| SELECTED EXCERPT |
--- begin ---
Storytime... (KISS)

...the twisted little way I have of writing...

Tuesday, April 04, 2006

Research and Outline of Speech for 04-05-06

Intro:

The sky is blue. No really it is! You don't believe me, consult yourself, I trust an expert on colour perception... Look up out there... see? Like I told you: the sky is blue. Thank you. Oh?... you want more than that? Fine; would ya believe me if I told you what x y and The National Weather Service think?
At one point I actually listened to this explanation. I assume you all have too, but in case you haven't...
I will go over it here as briefly and concisely as I can.

Body:

You see; your elders say that the sky is blue because that's what colour you see when you look at the sky most days... like today. And you gotta believe 'em cuz they're right. It boils down to what your typical eye sees when gazing at your typical sky.

That was good enough for me as a child, but not for the scientists who had to get in on the act. Enter Geeorge Wald:

George Wald says the sky is blue because of all the cones in your eyes. He was the one who led to the research and discovery that your eye contains three types of cone receptors: red green and blue. Of these the blue are the dencest and most sensitive. You can trust him because over the years, Wald won numerous awards in addition to the Nobel Prize (1967), including the Eli Lilly Award in 1939, the Lasker Prize in 1953, and the Rumford Prize of the American Academy of Arts and Sciences in 1959.

His advancements led to many other scientists analyzing other aspects of this question. Scientists such as Tyndall and Rayleigh... Tyndall's discovery - What became known as the Tyndall Effect, had a lot to do with milk... This was the embodiment of what Rayleigh's studies speculated.
--- end ---
| RECORDED INFORMATION |
--- begin ---
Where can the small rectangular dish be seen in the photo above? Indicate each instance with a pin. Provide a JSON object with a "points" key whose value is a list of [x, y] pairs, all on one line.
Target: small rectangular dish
--- end ---
| PROBLEMS TO SOLVE |
1 - List every award the speech outline on why the sky is blue says George Wald won, with the year given for each.
2 - Pick up the speech outline on why the sky is blue right after its last sentence and keep writing it.

| RESULTS OF THE TASKS |
1 -
- Nobel Prize (1967)
- Eli Lilly Award (1939)
- Lasker Prize (1953)
- Rumford Prize of the American Academy of Arts and Sciences (1959)

2 -
Rayleigh scattering; named after Lord John Rayleigh, an English physicist, who first described it in the 1870's, is the process of light being absorbed by and reflected by gasses.
  blue light is scattered more than red light by a factor of (700/400)4 ~= 10
  -Gas molecules are smaller than the wavelength of visible light. If light bumps into them, it acts differently. When light hits a gas molecule, some of it may get absorbed. After awhile, the molecule radiates (releases, or gives off) the light in a different direction. The color that is radiated is the same color that was absorbed. The different colors of light are affected differently. All of the colors can be absorbed. But the higher frequencies (blues) are absorbed more often than the lower frequencies (reds).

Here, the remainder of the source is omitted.